### Supplied entries
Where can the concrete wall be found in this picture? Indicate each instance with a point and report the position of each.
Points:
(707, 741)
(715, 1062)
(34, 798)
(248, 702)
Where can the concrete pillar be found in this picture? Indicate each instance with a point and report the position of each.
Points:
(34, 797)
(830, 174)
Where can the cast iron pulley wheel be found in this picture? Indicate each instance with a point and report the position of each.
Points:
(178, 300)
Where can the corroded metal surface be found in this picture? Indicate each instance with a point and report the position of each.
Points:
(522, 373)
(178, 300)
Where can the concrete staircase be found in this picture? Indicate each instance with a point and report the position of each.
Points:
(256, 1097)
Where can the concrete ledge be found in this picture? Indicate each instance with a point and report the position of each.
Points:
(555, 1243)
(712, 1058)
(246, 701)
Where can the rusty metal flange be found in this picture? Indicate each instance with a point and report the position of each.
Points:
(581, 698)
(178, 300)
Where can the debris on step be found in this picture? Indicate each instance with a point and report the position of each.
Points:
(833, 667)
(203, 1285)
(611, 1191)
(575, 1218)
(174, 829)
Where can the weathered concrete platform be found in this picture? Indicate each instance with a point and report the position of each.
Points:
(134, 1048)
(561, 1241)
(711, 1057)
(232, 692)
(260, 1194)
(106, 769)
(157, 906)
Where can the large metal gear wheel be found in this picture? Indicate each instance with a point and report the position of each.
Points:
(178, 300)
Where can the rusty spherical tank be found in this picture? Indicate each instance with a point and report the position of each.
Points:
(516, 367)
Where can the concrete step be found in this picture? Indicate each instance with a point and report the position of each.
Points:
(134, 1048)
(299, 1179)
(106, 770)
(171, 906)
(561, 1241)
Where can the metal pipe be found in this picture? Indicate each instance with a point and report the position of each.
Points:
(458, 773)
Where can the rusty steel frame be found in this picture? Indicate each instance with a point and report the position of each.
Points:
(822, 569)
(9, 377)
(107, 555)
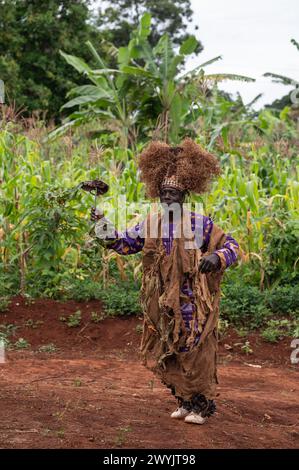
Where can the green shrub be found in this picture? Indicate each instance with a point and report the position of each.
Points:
(121, 299)
(244, 305)
(276, 330)
(283, 300)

### Task details
Scan the material above. Copy each line where "rusty" occurs.

### Result for this exercise
Where can the rusty metal flange be found in this picture? Indicate each instance with a point and report the position of each.
Where can the rusty spherical tank be found in this picture? Indicate each instance with a point and report the position of each.
Where can the rusty steel frame be found in this picture? Indicate each instance with a point and report the position of each.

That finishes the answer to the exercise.